▶ _Direction A_
From the rows below, keep only the lines that contain the string "lamp", matching case exactly, and copy each one.

▶ _Source extract_
────────

8. Incarnation is necessary to the double progress, intellectual and moral, that has to be accomplished by spirit; it ensures his intellectual progress by compelling him to employ his activity in the various pursuits of the earthly life, and it ensures his moral progress by making him feel the need which men have of one another. Social life is the touchstone which reveals the good or bad qualities of a spirit. Kindness, malevolence, gentleness, violence, charity, selfishness, generosity, avarice, humility, pride, sincerity, hypocrisy, loyalty, treachery – in a word, all that constitutes human goodness and human badness – find their motive, aim, and stimulus, in the relations of each man with his fellows. If it were possible for a man to live alone, he would have neither vices nor virtues; for, though isolation may preserve from evil, it also annuls the possibility of goodness.

────────

▶ _Record list_
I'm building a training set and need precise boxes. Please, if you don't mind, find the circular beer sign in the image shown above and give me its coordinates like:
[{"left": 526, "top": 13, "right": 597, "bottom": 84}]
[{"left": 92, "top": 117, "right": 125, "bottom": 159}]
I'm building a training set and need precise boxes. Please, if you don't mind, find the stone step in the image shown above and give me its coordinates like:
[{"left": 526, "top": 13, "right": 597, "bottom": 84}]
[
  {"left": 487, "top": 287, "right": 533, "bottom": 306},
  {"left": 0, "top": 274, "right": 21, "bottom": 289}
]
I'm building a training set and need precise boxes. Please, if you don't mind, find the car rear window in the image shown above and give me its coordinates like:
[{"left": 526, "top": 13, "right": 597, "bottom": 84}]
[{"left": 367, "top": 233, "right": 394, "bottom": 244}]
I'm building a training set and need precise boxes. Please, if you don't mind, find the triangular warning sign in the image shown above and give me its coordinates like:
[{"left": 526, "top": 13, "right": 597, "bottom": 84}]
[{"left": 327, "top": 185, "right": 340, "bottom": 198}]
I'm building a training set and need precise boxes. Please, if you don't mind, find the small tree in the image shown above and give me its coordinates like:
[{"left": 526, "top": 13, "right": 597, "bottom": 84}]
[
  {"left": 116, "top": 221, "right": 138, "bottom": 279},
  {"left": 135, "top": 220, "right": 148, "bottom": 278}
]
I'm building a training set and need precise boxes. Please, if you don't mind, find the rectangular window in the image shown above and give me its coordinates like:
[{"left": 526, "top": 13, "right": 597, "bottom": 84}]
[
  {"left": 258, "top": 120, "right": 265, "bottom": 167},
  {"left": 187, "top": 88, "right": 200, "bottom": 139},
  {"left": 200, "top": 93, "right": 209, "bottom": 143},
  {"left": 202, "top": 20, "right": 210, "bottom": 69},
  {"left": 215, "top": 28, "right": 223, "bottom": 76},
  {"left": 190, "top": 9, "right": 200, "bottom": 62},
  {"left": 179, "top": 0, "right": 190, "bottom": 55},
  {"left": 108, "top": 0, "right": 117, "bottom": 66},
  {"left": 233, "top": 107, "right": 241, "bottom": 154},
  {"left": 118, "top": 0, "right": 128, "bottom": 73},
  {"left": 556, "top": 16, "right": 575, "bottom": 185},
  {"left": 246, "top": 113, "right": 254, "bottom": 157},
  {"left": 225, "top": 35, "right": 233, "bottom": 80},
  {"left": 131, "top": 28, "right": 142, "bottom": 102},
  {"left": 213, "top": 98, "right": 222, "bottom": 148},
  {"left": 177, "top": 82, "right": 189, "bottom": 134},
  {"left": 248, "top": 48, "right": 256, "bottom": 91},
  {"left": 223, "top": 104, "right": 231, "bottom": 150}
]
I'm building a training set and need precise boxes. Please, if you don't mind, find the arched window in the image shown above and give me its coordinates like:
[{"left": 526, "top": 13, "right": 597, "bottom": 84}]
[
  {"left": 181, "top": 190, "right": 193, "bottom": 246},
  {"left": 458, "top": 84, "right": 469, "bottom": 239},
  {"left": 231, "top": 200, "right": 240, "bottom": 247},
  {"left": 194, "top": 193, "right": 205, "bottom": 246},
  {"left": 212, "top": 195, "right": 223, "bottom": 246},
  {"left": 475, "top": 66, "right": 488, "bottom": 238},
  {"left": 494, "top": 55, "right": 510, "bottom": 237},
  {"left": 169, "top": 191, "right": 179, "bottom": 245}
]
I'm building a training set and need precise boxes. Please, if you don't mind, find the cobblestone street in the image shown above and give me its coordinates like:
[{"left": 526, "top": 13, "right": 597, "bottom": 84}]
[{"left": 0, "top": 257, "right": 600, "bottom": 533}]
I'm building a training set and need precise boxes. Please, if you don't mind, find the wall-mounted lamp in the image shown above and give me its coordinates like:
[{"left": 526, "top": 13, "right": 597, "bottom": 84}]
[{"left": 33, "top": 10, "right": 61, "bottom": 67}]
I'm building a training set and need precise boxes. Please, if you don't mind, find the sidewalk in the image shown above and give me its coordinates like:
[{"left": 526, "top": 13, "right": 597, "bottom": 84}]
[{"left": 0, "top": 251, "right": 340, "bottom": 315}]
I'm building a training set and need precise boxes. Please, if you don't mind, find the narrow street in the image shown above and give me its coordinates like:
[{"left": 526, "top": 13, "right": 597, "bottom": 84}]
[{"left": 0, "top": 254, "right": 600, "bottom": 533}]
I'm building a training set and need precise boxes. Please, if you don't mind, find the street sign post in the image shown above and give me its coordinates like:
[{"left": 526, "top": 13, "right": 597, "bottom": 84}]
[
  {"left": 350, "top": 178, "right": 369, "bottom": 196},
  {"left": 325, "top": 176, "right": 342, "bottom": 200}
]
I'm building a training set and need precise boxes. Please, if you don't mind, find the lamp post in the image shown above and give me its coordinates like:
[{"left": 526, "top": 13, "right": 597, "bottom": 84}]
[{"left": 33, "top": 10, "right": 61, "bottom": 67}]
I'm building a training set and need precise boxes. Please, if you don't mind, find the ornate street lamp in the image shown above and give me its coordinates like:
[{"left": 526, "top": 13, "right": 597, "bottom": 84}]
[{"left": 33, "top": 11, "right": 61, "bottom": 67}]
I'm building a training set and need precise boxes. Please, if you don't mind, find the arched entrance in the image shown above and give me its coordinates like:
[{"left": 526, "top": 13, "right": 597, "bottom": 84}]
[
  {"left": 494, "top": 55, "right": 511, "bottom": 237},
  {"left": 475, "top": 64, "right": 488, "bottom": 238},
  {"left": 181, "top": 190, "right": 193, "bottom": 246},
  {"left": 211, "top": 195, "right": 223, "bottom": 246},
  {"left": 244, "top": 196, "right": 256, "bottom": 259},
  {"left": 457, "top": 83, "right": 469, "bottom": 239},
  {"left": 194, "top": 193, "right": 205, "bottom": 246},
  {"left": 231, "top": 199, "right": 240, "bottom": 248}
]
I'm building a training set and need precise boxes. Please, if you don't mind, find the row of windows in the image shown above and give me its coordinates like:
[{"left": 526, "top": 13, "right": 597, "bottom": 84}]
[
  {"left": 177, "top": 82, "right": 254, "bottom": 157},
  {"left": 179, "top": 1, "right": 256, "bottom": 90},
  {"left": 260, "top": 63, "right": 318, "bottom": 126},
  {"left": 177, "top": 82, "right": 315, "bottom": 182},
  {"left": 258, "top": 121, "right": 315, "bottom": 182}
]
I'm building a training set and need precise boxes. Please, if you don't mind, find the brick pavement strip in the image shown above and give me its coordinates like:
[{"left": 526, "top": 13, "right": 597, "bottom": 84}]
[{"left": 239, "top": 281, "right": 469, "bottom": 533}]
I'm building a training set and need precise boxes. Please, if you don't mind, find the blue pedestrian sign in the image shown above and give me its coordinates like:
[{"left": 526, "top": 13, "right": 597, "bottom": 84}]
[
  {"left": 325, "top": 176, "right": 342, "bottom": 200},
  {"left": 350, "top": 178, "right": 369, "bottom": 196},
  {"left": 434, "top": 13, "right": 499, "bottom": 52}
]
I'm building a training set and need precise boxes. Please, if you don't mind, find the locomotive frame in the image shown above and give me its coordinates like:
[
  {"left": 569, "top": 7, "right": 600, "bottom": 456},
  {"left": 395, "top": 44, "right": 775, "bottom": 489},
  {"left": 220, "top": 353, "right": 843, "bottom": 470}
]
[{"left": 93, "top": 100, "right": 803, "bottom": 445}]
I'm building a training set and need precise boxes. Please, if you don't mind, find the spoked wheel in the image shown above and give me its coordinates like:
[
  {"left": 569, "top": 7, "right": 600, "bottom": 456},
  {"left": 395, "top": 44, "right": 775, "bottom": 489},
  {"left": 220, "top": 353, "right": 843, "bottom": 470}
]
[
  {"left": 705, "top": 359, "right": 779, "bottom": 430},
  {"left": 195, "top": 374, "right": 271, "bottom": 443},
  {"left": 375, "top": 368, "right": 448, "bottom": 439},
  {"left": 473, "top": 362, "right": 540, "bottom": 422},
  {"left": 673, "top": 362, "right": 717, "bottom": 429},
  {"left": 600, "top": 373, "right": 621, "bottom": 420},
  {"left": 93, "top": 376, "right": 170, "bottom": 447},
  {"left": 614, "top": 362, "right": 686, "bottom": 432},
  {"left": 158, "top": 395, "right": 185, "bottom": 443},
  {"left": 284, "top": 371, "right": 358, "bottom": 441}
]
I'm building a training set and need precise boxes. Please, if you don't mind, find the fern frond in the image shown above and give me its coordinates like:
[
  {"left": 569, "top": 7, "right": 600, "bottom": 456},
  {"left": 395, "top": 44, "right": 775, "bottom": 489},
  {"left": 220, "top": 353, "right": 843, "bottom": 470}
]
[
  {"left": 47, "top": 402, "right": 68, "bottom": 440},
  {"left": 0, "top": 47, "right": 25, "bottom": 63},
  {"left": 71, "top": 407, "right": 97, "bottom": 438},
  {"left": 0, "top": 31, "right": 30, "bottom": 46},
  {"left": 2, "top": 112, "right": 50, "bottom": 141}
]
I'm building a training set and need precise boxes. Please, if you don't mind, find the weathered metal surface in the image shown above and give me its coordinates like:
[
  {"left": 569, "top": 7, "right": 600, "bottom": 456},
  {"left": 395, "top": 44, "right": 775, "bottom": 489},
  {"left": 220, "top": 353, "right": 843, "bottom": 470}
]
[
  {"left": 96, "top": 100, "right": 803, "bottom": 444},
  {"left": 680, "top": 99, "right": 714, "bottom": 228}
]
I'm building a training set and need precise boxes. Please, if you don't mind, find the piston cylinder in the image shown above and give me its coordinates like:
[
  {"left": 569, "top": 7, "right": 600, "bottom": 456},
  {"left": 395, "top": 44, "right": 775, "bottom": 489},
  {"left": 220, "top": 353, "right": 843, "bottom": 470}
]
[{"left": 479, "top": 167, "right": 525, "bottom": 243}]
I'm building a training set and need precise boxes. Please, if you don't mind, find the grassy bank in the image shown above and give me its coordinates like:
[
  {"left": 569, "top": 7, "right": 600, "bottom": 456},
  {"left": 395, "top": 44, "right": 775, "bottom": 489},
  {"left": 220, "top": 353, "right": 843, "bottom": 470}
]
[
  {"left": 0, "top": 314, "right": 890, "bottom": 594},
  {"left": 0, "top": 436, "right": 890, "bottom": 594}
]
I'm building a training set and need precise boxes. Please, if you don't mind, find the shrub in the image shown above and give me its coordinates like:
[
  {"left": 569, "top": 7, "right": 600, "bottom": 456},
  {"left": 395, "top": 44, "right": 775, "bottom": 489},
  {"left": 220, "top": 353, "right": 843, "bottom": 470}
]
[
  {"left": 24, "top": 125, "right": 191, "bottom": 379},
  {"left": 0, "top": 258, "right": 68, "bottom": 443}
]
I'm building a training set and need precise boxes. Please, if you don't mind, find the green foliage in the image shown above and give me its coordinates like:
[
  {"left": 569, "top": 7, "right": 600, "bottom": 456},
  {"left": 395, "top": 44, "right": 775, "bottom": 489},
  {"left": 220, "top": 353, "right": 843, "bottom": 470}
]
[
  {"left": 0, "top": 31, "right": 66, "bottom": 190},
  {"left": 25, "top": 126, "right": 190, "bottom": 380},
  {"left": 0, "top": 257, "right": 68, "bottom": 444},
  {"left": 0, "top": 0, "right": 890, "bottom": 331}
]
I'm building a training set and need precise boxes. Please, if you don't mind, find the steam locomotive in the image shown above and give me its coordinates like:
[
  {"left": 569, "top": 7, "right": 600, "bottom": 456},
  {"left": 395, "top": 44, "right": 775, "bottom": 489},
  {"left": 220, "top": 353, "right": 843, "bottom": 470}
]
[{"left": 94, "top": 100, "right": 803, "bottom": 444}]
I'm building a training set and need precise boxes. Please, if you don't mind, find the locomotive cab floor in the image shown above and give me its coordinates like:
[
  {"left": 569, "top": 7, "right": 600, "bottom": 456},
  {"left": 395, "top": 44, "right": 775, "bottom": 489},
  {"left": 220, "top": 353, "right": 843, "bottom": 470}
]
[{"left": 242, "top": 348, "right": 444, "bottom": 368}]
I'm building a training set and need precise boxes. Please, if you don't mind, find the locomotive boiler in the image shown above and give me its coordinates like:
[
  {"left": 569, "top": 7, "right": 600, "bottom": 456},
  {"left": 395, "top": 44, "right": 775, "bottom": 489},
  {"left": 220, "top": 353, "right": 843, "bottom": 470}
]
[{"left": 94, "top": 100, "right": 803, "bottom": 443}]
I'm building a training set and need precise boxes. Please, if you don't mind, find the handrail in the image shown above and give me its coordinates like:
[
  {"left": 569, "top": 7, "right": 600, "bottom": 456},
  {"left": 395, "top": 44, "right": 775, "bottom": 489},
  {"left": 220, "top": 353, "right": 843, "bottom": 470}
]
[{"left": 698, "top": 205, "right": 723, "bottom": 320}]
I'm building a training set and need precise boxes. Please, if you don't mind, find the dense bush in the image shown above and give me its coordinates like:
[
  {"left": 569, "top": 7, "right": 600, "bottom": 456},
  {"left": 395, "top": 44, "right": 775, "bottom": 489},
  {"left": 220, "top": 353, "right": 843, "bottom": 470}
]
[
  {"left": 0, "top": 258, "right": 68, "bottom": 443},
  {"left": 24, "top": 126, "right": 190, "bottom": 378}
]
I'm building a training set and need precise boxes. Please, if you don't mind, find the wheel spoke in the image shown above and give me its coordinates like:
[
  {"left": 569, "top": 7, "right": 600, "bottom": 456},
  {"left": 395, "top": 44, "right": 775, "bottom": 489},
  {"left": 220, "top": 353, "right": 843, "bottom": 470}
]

────────

▶ _Direction B_
Reproduce the passage on incarnation above in full, word for word.

▶ _Expected answer A_
I'm building a training set and need precise boxes. Please, if you don't mind, find the wall-mounted lamp in the image shown above and give me its coordinates like:
I'm building a training set and need precise boxes. Please, if you don't mind, find the lamp post in the image shown above and give me its coordinates like:
I'm building a training set and need precise boxes. Please, if you don't mind, find the ornate street lamp in the image shown above and give me its coordinates like:

▶ _Expected answer B_
8. Incarnation is necessary to the double progress, intellectual and moral, that has to be accomplished by spirit; it ensures his intellectual progress by compelling him to employ his activity in the various pursuits of the earthly life, and it ensures his moral progress by making him feel the need which men have of one another. Social life is the touchstone which reveals the good or bad qualities of a spirit. Kindness, malevolence, gentleness, violence, charity, selfishness, generosity, avarice, humility, pride, sincerity, hypocrisy, loyalty, treachery – in a word, all that constitutes human goodness and human badness – find their motive, aim, and stimulus, in the relations of each man with his fellows. If it were possible for a man to live alone, he would have neither vices nor virtues; for, though isolation may preserve from evil, it also annuls the possibility of goodness.